== TO DO ==
In the entries below, go to the line containing "Target: peeling plaster wall" and repeat it along with every later line, exactly.

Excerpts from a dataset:
+===+
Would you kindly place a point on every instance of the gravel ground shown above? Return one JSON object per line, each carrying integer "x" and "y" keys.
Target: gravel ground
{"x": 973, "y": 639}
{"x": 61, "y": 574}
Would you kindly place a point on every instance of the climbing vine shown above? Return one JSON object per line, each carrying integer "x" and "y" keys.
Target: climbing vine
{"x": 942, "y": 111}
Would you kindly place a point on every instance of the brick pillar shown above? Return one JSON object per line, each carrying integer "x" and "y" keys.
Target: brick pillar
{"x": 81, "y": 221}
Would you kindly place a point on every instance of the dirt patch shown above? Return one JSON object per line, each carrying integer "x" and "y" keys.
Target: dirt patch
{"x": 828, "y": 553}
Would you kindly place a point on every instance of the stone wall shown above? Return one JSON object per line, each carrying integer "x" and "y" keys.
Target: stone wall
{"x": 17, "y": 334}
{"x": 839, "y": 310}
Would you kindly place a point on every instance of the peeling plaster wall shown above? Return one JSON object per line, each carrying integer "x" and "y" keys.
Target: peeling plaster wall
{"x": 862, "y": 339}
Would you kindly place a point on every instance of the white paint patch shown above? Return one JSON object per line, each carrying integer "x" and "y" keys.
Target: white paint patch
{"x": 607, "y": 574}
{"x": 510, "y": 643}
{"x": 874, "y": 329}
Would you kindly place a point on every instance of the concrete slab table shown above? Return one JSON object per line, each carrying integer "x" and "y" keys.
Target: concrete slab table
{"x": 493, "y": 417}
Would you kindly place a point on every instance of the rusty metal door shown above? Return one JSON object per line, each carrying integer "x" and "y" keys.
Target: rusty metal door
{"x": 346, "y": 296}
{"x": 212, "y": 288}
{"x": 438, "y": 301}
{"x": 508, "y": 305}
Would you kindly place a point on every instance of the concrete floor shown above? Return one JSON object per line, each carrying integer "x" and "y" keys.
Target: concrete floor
+===+
== ANSWER FOR THIS EXERCISE ==
Target: peeling plaster wall
{"x": 862, "y": 339}
Would you kindly place a point on every instance of the white paint patch shown above? Return one JSON object per line, each carrying integer "x" and "y" keys.
Target: white paint patch
{"x": 607, "y": 574}
{"x": 510, "y": 643}
{"x": 874, "y": 329}
Would you kindly place a point on every instance of the concrete slab table shown above? Return one JSON object per line, each carrying integer "x" and "y" keys.
Target: concrete slab table
{"x": 493, "y": 417}
Would you kindly place a point on every instance of the rusty metal door shown above? Return one JSON object per line, each carrying integer "x" and "y" keys.
Target: rusty metal door
{"x": 346, "y": 296}
{"x": 212, "y": 288}
{"x": 438, "y": 301}
{"x": 508, "y": 305}
Would you kindly place a point on every instance of the concrete floor shown above? Return one JSON object per line, each carrying integer "x" and "y" keys.
Target: concrete floor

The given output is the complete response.